**** Provided data ****

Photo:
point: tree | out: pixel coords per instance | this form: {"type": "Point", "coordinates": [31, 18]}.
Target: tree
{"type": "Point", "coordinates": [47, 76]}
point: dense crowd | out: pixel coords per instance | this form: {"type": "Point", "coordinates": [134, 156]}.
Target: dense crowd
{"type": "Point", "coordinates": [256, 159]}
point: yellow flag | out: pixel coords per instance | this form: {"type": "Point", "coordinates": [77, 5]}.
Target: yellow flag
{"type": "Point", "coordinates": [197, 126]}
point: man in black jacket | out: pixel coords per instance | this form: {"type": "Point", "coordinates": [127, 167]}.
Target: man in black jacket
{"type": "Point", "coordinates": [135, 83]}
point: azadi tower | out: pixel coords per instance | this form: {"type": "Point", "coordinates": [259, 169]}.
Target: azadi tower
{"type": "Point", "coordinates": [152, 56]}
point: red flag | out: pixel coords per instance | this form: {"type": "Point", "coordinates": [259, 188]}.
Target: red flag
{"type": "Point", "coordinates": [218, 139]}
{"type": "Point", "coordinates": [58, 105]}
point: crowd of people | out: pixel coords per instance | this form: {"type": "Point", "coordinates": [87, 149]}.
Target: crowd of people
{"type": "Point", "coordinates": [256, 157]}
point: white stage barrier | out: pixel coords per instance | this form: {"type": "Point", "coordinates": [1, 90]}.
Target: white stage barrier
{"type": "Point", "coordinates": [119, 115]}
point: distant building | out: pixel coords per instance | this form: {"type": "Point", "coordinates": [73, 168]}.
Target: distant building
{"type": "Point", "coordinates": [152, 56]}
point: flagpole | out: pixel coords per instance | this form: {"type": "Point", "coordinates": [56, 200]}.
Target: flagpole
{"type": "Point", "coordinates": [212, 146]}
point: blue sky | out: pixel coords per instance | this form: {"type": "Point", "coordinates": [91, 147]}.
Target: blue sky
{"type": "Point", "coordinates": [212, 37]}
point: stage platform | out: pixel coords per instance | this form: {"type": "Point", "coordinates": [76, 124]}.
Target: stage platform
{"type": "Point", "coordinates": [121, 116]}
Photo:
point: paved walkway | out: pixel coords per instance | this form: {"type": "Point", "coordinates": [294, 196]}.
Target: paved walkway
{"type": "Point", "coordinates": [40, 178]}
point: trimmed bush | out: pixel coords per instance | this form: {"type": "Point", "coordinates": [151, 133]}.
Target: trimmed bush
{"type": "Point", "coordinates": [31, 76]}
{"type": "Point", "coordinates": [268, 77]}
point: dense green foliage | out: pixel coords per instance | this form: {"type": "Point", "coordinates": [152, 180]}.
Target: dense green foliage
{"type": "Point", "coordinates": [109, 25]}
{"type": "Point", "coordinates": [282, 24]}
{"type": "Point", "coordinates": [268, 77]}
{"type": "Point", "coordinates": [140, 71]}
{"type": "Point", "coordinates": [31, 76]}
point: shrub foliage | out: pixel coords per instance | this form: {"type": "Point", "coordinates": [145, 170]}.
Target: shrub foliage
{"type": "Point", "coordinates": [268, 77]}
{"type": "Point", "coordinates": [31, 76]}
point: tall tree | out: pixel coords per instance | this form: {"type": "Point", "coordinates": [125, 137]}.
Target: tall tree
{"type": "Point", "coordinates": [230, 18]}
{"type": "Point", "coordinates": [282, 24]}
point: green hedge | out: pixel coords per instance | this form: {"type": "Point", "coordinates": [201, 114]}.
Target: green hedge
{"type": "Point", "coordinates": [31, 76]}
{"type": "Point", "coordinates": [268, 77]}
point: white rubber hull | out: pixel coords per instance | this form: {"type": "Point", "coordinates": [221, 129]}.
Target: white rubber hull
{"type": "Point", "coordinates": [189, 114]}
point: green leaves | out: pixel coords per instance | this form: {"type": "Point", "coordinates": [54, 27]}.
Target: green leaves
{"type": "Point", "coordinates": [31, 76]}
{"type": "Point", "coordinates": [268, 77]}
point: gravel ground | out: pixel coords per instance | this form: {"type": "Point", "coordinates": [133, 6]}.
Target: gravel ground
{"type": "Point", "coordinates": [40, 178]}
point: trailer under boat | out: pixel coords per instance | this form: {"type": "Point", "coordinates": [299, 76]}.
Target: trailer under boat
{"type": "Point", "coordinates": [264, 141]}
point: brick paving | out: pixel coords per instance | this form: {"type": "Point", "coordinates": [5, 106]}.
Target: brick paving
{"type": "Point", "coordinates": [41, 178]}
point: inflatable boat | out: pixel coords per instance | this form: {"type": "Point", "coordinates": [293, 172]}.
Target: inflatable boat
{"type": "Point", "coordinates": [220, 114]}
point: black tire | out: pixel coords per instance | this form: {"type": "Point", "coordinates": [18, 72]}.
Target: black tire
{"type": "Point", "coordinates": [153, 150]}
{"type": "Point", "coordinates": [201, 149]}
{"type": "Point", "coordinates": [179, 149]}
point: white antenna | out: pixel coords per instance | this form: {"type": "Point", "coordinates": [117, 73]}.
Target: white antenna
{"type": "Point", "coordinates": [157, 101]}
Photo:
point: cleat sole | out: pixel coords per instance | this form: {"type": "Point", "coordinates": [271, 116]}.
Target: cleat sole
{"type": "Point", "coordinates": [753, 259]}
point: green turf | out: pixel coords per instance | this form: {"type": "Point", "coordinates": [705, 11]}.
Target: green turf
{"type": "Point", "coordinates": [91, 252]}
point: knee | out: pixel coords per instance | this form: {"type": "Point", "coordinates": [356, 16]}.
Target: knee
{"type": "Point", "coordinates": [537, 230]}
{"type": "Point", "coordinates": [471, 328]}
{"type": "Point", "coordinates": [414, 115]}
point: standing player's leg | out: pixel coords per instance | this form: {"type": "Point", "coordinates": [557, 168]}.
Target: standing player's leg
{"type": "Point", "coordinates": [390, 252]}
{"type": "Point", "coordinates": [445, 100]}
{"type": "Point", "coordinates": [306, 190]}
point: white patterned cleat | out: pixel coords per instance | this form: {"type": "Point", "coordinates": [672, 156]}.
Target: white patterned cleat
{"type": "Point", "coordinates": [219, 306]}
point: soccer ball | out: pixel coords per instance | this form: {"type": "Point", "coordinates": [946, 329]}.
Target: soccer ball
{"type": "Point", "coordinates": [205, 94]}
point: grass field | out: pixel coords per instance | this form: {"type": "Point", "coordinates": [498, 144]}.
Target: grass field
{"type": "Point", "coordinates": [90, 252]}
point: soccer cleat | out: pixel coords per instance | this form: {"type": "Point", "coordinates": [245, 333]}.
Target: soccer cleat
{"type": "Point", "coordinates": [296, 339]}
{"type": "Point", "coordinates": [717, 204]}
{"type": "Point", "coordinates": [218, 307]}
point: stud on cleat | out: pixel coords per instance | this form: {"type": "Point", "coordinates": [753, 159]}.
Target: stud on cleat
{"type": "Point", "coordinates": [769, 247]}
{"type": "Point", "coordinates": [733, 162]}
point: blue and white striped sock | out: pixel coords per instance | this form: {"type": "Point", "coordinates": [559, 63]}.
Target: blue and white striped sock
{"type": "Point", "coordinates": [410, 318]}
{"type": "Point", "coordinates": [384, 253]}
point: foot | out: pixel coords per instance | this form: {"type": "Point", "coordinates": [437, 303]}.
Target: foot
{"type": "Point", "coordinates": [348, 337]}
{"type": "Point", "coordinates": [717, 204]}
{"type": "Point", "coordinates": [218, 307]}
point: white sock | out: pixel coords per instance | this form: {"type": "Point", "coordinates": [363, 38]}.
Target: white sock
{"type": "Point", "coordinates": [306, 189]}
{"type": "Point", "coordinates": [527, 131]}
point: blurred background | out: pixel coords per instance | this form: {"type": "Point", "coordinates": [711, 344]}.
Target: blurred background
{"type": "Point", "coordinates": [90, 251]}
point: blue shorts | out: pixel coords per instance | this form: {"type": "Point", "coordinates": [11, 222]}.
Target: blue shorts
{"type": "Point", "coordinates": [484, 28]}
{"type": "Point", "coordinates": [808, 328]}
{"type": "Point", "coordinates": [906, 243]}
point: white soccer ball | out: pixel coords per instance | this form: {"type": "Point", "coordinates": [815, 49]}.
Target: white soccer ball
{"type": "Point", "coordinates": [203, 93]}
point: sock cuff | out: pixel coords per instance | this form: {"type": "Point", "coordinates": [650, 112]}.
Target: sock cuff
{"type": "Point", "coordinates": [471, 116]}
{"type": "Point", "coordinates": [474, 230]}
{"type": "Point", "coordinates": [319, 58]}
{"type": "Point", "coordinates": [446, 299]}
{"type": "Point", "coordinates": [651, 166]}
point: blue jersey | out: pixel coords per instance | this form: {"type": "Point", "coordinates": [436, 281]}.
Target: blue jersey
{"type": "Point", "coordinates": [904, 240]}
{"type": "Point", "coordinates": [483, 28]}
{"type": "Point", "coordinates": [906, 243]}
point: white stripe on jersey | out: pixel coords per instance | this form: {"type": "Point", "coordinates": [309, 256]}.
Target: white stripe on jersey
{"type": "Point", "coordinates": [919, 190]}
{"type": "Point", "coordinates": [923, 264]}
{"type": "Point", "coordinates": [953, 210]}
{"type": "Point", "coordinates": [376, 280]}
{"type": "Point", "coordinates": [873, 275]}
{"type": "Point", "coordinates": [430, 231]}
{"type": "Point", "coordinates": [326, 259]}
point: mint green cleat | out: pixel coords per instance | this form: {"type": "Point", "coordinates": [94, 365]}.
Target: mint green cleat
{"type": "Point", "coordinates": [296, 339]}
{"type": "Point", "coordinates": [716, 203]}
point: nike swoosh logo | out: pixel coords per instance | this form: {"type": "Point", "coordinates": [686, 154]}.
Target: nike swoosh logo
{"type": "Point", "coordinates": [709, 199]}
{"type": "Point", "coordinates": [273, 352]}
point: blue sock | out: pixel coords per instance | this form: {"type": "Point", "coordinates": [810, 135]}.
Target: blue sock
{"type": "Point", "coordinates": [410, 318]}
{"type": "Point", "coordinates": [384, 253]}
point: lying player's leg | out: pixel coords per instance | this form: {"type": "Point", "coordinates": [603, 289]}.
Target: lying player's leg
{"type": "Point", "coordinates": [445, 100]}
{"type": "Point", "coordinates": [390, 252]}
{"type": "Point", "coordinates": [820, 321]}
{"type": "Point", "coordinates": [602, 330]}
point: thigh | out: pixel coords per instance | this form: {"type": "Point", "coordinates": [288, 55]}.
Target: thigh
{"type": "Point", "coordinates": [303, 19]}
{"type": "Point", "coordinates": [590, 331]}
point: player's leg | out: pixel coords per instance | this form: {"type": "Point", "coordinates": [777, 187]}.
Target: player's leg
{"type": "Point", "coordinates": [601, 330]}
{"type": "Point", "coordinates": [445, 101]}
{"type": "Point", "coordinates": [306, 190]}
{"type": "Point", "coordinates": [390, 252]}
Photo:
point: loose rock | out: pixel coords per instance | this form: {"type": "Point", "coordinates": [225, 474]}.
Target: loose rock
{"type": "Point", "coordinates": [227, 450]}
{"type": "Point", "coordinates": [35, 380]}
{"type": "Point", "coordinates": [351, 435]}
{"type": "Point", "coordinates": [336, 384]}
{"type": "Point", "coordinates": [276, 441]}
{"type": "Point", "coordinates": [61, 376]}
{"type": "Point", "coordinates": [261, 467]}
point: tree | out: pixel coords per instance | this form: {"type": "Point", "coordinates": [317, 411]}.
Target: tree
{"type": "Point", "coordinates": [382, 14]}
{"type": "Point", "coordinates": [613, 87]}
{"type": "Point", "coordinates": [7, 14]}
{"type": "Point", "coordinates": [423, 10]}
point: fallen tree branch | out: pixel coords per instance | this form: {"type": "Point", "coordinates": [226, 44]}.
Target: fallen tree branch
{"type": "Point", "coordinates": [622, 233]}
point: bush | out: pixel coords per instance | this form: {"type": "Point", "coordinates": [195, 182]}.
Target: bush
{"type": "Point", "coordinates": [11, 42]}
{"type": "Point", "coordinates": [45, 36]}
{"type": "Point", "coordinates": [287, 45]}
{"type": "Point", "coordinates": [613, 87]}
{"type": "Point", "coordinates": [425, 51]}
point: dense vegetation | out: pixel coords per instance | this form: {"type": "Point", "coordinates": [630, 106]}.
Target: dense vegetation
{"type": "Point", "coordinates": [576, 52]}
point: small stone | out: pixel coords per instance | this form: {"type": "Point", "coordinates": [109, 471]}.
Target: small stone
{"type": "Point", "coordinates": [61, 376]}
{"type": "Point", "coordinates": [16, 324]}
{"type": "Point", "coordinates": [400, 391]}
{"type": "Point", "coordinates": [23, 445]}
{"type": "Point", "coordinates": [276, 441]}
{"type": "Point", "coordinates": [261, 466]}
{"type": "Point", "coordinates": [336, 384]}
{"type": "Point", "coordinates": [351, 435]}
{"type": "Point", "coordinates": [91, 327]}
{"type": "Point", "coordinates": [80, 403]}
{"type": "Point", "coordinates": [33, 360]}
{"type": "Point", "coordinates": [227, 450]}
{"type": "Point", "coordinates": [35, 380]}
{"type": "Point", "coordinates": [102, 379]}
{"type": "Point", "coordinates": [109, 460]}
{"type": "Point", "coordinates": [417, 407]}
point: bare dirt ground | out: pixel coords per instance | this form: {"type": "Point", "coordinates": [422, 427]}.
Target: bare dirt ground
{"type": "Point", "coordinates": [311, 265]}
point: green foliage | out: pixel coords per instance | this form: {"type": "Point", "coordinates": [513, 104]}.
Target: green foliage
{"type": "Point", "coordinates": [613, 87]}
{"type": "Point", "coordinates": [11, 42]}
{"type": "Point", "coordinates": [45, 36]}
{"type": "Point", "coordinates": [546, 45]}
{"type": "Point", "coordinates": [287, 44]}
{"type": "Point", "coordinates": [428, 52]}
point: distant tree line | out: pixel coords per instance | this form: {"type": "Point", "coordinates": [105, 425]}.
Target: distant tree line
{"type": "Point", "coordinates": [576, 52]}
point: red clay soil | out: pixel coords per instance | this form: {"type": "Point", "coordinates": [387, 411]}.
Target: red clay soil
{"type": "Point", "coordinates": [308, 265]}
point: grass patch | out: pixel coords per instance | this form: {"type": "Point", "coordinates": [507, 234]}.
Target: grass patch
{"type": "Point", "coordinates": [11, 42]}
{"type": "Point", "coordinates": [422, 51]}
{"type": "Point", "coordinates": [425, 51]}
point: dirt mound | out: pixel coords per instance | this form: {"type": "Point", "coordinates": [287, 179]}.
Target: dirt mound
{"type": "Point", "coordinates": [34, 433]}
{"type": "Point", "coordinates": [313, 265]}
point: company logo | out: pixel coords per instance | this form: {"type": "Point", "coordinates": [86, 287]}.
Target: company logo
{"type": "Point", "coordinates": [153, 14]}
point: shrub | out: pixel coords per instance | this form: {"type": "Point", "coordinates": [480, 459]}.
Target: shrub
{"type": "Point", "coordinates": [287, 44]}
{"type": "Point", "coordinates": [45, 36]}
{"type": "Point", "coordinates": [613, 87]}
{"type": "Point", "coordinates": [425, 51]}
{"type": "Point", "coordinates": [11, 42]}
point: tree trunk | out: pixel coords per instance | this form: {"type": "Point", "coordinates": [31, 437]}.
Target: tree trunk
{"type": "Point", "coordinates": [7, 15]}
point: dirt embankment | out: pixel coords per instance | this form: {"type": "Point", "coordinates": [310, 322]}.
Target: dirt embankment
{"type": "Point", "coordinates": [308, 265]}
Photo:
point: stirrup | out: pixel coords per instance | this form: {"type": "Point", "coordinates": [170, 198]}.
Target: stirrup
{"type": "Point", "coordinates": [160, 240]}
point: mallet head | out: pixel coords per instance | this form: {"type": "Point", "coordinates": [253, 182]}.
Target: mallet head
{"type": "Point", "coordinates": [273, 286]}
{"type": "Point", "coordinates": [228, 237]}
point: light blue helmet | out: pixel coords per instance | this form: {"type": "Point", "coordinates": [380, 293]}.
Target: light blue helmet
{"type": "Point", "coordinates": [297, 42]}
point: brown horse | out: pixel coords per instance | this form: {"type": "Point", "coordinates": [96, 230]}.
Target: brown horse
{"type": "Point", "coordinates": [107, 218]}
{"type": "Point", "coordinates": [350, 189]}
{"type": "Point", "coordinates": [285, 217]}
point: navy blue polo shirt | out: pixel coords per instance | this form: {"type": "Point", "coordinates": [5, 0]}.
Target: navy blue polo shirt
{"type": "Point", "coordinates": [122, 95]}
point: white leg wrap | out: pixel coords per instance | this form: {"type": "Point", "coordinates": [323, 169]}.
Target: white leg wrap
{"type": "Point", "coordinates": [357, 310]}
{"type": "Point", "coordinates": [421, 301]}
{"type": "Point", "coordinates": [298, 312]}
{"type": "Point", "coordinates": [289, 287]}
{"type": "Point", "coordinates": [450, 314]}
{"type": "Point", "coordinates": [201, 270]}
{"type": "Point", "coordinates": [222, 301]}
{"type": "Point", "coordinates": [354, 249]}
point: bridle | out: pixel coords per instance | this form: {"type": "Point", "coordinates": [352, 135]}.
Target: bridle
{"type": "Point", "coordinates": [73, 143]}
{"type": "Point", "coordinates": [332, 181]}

****

Work to complete = Would you quote, exactly and only, the lines from the one containing "point: dirt embankment" to the end of the entries?

Reply to the exercise =
point: dirt embankment | out: pixel coords per instance | this form: {"type": "Point", "coordinates": [310, 322]}.
Target: dirt embankment
{"type": "Point", "coordinates": [308, 265]}
Photo:
point: stirrup | out: pixel coords per instance | this form: {"type": "Point", "coordinates": [170, 198]}.
Target: stirrup
{"type": "Point", "coordinates": [160, 240]}
point: mallet head | out: pixel coords per instance | this form: {"type": "Point", "coordinates": [253, 182]}.
Target: mallet head
{"type": "Point", "coordinates": [273, 286]}
{"type": "Point", "coordinates": [228, 237]}
point: light blue helmet | out: pixel coords per instance | this form: {"type": "Point", "coordinates": [380, 293]}.
Target: light blue helmet
{"type": "Point", "coordinates": [297, 42]}
point: brown horse | out: pixel coords per instance | this form: {"type": "Point", "coordinates": [96, 230]}.
Target: brown horse
{"type": "Point", "coordinates": [107, 218]}
{"type": "Point", "coordinates": [350, 189]}
{"type": "Point", "coordinates": [285, 217]}
point: navy blue polo shirt | out: pixel coords per instance | this form: {"type": "Point", "coordinates": [5, 0]}.
Target: navy blue polo shirt
{"type": "Point", "coordinates": [122, 95]}
point: white leg wrap | out: pixel coords per instance | this form: {"type": "Point", "coordinates": [323, 169]}.
Target: white leg wrap
{"type": "Point", "coordinates": [357, 310]}
{"type": "Point", "coordinates": [421, 301]}
{"type": "Point", "coordinates": [298, 312]}
{"type": "Point", "coordinates": [289, 287]}
{"type": "Point", "coordinates": [450, 314]}
{"type": "Point", "coordinates": [201, 270]}
{"type": "Point", "coordinates": [222, 301]}
{"type": "Point", "coordinates": [354, 249]}
point: bridle | out: pixel coords per instance | this form: {"type": "Point", "coordinates": [352, 135]}.
Target: bridle
{"type": "Point", "coordinates": [73, 143]}
{"type": "Point", "coordinates": [332, 181]}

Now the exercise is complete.